» Source extract:
======

Thursday, November 10, 2016

President Elect Trump, energy and climate

The elites can only run things with the American people’s permission. Trump is the people’s way of withdrawing their permission. - Salena Zito
I'd been waiting for the American election to be over figuring it limited other serious discussions as it sucked all the oxygen from the blogosphere. Given the outcome, I suspect it will be a low oxygen world for the rest of us for a while yet. Here I'll reference columns from sources I consider relevant on energy, economics and climate change - and then let loose with my own opinions on likely impacts of President Elect Trump for Canada, the Paris agreement, and nuclear energy.

Prospects for the Environment, and Environmentalism, Under President Trump | Andrew C. Revkin | Dot Earth (NY Times)
Is this end times for environmental progress or, more specifically, climate progress?
The bad news about climate change is, in a way, the good news:
The main forces determining emission levels of heat-trapping carbon dioxide will be just as much out of President Trump’s hands as they were out of President Obama’s. The decline in the United States has mainly been due to market forces shifting electricity generation from coal to abundant and cheaper natural gas, along with environmental regulations built around the traditional basket of pollutants that even conservatives agreed were worth restricting. (Efficiency and gas-mileage standards and other factors have helped, too, of course.)
There’s no way around it: Donald Trump is going to be a disaster for the planet | Brad Plumer, Vox
Okay, now for the deep breath.
Even under Trump, there will still be reason for hope. Political change unfolds in unexpected ways, and not everything on Earth revolves around the machinations of the US federal government. So here are a few reasons to think the fight against climate change is not yet lost:
  • States like California and New York are still pursuing their own ambitious climate policies...
  • Climate activists will continue to push for action at local levels — much as they did during the George W. Bush years, when ...

======

» Dataset entries:
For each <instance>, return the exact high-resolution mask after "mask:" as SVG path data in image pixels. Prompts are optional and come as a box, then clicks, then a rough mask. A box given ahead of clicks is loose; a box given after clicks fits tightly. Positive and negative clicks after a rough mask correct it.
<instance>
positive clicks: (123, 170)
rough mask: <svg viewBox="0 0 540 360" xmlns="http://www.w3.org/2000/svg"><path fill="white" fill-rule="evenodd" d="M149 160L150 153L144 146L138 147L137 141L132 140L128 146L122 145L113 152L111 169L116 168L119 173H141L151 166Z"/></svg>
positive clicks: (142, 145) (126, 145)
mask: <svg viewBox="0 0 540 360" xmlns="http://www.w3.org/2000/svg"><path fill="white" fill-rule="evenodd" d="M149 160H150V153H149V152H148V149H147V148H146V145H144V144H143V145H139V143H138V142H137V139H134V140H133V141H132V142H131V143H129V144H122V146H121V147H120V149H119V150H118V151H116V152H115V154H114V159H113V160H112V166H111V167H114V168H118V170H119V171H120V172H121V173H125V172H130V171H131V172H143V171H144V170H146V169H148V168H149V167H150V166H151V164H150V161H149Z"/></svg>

======

» To do:
1. In the blog post on President Elect Trump, energy and climate, what does the excerpt from Revkin give as the main reason for the decline in United States carbon dioxide emissions?
2. In the blog post, write out the part that opens with the words "The elites can" and closes with "Earth (NY Times)", substituting "consent" for "permission" throughout.

» Numbered responses:
1. The decline has mainly come from market forces that shifted electricity generation from coal to abundant and cheaper natural gas. Environmental regulations on the traditional basket of pollutants also contributed, and efficiency and gas-mileage standards helped as well.

2.
The elites can only run things with the American people’s consent. Trump is the people’s way of withdrawing their consent. - Salena Zito
I'd been waiting for the American election to be over figuring it limited other serious discussions as it sucked all the oxygen from the blogosphere. Given the outcome, I suspect it will be a low oxygen world for the rest of us for a while yet. Here I'll reference columns from sources I consider relevant on energy, economics and climate change - and then let loose with my own opinions on likely impacts of President Elect Trump for Canada, the Paris agreement, and nuclear energy.

Prospects for the Environment, and Environmentalism, Under President Trump | Andrew C. Revkin | Dot Earth (NY Times)